Problem requirements:
All lines from the one containing "This module locates" to the end of the material are to be given again exactly; leave out every line before it.

╭──

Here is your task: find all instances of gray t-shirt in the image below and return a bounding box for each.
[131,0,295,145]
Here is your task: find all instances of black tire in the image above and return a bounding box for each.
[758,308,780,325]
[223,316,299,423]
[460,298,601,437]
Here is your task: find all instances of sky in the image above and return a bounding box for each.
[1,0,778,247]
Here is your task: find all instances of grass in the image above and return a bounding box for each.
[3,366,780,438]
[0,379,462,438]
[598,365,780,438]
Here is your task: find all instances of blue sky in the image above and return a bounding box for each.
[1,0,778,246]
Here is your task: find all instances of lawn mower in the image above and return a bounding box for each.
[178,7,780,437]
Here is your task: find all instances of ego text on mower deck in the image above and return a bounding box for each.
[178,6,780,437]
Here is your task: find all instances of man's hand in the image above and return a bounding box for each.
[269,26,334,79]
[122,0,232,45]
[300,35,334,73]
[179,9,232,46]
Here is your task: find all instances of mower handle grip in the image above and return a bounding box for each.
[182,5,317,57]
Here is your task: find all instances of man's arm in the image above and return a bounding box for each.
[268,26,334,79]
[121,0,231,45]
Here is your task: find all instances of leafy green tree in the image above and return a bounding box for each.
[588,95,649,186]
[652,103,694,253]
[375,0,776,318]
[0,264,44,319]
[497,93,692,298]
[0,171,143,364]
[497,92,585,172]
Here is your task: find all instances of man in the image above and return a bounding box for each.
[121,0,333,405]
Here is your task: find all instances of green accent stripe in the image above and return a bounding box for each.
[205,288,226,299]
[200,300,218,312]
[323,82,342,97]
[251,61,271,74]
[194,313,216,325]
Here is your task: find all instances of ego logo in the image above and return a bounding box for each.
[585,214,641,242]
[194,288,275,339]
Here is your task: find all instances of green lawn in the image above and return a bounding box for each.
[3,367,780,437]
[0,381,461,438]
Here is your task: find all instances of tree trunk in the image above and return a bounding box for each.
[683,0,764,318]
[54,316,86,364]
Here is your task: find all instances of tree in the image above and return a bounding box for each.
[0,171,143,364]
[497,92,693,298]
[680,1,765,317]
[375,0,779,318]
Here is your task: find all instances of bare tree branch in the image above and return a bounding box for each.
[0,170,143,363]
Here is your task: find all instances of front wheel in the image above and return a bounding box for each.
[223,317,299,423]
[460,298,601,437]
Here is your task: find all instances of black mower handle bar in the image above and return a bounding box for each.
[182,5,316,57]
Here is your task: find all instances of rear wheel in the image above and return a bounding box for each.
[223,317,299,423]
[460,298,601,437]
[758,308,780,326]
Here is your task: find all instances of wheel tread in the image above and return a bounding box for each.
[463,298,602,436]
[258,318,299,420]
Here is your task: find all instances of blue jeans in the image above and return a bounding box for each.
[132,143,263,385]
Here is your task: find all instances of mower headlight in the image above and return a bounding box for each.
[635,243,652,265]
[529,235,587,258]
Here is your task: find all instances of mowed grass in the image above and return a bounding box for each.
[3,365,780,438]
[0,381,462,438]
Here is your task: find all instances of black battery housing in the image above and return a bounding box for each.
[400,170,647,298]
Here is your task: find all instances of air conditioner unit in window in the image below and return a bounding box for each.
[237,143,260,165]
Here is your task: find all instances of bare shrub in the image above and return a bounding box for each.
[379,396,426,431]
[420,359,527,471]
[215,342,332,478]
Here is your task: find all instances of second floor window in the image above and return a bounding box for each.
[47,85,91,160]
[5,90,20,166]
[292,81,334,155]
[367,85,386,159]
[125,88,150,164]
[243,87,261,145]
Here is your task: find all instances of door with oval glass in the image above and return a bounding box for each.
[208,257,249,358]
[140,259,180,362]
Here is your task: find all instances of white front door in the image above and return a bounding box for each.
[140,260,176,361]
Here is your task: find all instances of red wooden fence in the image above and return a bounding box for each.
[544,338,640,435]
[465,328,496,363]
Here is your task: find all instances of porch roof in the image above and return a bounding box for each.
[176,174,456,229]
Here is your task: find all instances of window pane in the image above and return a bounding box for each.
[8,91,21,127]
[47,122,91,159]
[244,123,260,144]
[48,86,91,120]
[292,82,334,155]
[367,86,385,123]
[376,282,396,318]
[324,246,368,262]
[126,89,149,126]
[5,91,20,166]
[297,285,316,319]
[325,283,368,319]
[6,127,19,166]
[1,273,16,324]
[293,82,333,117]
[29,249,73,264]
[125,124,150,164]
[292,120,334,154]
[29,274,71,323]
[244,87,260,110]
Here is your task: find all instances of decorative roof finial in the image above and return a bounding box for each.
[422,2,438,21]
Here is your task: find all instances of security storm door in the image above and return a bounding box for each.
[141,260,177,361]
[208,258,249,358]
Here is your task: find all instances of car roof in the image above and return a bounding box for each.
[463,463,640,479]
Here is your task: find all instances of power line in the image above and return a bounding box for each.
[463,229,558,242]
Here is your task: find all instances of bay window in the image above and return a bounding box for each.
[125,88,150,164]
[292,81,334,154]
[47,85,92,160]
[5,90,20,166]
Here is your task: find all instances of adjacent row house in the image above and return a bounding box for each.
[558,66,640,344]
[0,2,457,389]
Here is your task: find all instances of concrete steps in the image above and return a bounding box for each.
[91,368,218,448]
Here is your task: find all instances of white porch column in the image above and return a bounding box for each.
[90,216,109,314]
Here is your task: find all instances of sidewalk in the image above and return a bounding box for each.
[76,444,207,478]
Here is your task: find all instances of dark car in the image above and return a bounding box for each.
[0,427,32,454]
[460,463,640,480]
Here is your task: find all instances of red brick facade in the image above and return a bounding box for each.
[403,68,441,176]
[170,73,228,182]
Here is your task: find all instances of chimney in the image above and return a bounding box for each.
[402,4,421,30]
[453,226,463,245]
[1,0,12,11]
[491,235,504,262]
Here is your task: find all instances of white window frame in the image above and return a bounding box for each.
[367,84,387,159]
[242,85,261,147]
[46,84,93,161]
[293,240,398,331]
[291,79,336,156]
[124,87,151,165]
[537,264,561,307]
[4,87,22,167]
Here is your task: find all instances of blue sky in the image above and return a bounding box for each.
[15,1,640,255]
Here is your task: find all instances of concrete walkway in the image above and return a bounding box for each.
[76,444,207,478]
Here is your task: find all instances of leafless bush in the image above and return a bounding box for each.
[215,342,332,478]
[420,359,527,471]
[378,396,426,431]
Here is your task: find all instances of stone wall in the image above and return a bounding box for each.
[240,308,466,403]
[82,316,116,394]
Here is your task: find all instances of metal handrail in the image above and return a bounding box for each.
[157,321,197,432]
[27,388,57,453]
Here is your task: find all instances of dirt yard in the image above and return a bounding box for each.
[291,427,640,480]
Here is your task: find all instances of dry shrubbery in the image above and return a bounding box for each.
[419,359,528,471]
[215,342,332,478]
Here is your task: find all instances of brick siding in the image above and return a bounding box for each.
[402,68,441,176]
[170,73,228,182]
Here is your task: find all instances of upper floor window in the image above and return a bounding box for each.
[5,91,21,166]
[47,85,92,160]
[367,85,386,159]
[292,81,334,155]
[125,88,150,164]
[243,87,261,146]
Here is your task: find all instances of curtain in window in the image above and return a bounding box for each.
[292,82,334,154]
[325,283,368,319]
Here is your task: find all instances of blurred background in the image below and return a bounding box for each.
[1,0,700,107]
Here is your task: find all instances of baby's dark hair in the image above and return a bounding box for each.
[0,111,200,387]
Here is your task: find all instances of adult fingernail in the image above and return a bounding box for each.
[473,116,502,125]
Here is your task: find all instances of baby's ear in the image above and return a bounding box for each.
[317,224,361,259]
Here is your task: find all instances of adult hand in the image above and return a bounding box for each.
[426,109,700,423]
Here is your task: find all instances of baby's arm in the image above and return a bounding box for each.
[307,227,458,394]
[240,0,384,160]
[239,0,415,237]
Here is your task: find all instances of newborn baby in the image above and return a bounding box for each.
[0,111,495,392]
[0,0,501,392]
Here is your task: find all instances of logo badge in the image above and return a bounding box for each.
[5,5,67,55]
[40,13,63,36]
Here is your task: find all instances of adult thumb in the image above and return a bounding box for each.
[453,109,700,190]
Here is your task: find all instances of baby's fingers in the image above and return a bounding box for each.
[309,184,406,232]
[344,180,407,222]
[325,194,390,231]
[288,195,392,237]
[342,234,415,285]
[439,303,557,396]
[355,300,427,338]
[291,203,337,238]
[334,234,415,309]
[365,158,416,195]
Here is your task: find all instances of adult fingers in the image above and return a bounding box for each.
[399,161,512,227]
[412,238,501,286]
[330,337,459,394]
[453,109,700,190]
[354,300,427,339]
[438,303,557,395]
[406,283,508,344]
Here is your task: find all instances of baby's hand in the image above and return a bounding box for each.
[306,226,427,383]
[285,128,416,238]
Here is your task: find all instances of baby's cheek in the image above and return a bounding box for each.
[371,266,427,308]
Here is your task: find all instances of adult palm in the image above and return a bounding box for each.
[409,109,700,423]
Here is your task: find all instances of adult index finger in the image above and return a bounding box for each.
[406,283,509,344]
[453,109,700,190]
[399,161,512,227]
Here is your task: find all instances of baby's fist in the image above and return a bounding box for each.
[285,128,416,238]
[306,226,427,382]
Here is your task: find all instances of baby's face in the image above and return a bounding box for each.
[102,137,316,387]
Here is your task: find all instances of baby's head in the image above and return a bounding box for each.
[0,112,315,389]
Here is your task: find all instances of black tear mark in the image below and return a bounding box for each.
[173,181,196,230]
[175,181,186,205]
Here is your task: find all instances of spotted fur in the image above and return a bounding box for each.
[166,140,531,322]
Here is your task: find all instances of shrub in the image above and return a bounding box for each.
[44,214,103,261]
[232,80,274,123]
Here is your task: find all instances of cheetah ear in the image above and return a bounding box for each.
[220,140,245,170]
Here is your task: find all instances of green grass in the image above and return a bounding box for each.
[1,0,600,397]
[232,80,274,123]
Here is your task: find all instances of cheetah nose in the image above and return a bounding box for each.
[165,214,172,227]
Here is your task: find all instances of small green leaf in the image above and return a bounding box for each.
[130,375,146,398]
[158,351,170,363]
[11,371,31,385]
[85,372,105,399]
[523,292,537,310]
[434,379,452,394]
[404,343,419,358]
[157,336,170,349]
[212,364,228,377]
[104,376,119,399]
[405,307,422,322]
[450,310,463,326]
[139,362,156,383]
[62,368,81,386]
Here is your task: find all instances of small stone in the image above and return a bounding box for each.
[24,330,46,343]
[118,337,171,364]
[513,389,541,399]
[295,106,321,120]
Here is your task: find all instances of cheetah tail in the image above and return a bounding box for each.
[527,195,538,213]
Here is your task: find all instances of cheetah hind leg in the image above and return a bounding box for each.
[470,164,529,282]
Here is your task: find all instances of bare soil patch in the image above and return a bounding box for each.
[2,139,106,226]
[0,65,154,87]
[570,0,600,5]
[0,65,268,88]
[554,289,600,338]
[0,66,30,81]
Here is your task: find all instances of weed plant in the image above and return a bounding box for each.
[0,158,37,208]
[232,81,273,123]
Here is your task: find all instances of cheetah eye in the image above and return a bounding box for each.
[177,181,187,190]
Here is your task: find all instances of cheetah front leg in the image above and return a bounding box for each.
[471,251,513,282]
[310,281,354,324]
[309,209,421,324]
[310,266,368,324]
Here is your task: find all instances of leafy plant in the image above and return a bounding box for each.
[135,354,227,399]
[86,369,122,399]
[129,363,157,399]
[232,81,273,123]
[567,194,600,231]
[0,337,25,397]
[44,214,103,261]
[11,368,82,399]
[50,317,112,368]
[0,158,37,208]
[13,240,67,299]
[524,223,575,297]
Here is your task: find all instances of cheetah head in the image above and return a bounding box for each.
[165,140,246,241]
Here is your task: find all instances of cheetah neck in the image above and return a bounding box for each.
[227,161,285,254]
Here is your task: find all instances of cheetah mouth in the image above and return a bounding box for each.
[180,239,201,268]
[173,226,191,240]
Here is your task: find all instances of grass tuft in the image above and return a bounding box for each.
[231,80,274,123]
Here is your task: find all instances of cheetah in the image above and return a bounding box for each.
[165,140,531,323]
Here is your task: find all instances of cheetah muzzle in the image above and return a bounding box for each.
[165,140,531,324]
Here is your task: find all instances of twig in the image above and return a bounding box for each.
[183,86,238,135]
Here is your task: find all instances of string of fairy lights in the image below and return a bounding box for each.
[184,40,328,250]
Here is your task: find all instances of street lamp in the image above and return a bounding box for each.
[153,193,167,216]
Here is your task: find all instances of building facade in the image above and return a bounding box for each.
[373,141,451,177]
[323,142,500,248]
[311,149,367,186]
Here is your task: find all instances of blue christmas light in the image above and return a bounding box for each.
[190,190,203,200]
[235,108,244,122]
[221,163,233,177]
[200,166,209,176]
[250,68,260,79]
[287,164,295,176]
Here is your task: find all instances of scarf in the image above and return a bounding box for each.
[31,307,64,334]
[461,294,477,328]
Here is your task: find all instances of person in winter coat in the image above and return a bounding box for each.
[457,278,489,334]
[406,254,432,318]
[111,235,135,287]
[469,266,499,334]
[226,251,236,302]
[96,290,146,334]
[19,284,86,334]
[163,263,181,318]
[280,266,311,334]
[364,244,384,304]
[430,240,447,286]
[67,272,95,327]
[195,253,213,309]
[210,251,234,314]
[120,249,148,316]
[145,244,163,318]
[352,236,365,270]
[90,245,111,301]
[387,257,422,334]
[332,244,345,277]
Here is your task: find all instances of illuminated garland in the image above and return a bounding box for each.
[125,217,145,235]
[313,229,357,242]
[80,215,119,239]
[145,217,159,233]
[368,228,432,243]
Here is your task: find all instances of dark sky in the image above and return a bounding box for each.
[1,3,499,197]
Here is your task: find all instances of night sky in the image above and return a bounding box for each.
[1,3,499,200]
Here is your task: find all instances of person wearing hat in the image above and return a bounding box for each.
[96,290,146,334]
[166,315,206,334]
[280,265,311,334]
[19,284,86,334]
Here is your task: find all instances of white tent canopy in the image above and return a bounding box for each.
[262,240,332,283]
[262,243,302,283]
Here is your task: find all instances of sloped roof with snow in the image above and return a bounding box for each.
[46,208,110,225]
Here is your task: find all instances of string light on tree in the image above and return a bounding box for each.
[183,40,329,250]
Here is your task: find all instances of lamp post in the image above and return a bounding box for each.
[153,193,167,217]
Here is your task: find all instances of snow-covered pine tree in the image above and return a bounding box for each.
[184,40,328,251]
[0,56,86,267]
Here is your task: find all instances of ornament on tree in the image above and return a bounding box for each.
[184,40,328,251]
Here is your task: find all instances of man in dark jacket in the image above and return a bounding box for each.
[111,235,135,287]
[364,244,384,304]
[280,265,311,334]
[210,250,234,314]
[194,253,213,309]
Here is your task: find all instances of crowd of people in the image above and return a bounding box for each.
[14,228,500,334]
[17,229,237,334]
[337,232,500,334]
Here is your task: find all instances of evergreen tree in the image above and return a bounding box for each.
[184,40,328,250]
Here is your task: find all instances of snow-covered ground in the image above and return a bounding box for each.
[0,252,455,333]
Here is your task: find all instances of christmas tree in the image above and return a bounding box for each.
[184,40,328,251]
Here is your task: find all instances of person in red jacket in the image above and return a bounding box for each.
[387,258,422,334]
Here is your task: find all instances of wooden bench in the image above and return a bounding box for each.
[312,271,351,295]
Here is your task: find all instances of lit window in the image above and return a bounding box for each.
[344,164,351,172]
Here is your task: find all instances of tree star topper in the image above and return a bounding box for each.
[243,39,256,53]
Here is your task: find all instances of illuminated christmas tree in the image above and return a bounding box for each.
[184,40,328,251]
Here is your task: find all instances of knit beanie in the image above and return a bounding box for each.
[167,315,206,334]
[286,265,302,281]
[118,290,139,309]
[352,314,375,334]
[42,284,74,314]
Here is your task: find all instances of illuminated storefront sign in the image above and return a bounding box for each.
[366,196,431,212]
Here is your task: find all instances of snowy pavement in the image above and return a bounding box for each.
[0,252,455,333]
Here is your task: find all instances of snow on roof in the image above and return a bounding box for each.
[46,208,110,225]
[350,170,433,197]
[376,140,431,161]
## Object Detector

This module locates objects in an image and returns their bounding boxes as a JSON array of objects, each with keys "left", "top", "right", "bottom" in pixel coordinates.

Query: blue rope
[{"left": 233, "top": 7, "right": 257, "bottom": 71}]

╰──

Response below:
This module locates objects in an image and returns their bounding boxes as a JSON array of objects, each with keys "left", "top", "right", "bottom" in pixel coordinates.

Query: blue rope
[{"left": 233, "top": 7, "right": 257, "bottom": 71}]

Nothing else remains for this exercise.